GIVEN EXERCISE A => Repeat the stretch of the film review from "Agent Billy Brown-Dargan" through "in the movie." word for word.

Intelligence analyst

Agent Billy Brown-Dargan

Theatrical report

Slow. The film is very slow, but finally starts to pick up pace, and tension building towards the end. What killed the film for me was that when it was all over, we didn't know the motive for the killer/s kidnapping woman and keeping them captive. It was more of a suspenseful thriller, minus the suspense, but filled with tension builders for a few "jumps" here and there. The mood and dramatic relationship between the couple wasn't successful in reeling us in, the mood especially not immediately setting us up like it should. The open ending was disappointing, as it would've happened quite a while after the events because a lead character has published a book about "that night". Apart from the main killer, there was two other that I never quite got their roles, because they were in one (maybe two) scenes in the movie.

The plot is occasionally original, but so many films in the past have that "middle-of-nowhere" setting where women are being held captive, and this is no exception. It got quite irritating to watch scenes unfold that the characters in the story could've easily avoided. I know that would make the whole film pointless, but with no motive (that the audience is aware of), I do think it's pointless. A major plot hole is that a lead character's cars tyres have been slashed, so he steals another woman's car, but when he ends up back at his car, it drives perfectly.

[Records from a collection]
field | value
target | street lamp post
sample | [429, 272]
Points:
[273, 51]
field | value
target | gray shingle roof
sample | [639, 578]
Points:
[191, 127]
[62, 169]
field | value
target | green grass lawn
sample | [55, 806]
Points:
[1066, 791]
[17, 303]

GIVEN EXERCISE B => Pull out every line of the entries that holds the string "target", copying each one unchanged.

RIGHT ANSWER A =>
Agent Billy Brown-Dargan

Theatrical report

Slow. The film is very slow, but finally starts to pick up pace, and tension building towards the end. What killed the film for me was that when it was all over, we didn't know the motive for the killer/s kidnapping woman and keeping them captive. It was more of a suspenseful thriller, minus the suspense, but filled with tension builders for a few "jumps" here and there. The mood and dramatic relationship between the couple wasn't successful in reeling us in, the mood especially not immediately setting us up like it should. The open ending was disappointing, as it would've happened quite a while after the events because a lead character has published a book about "that night". Apart from the main killer, there was two other that I never quite got their roles, because they were in one (maybe two) scenes in the movie.

RIGHT ANSWER B =>
target | street lamp post
target | gray shingle roof
target | green grass lawn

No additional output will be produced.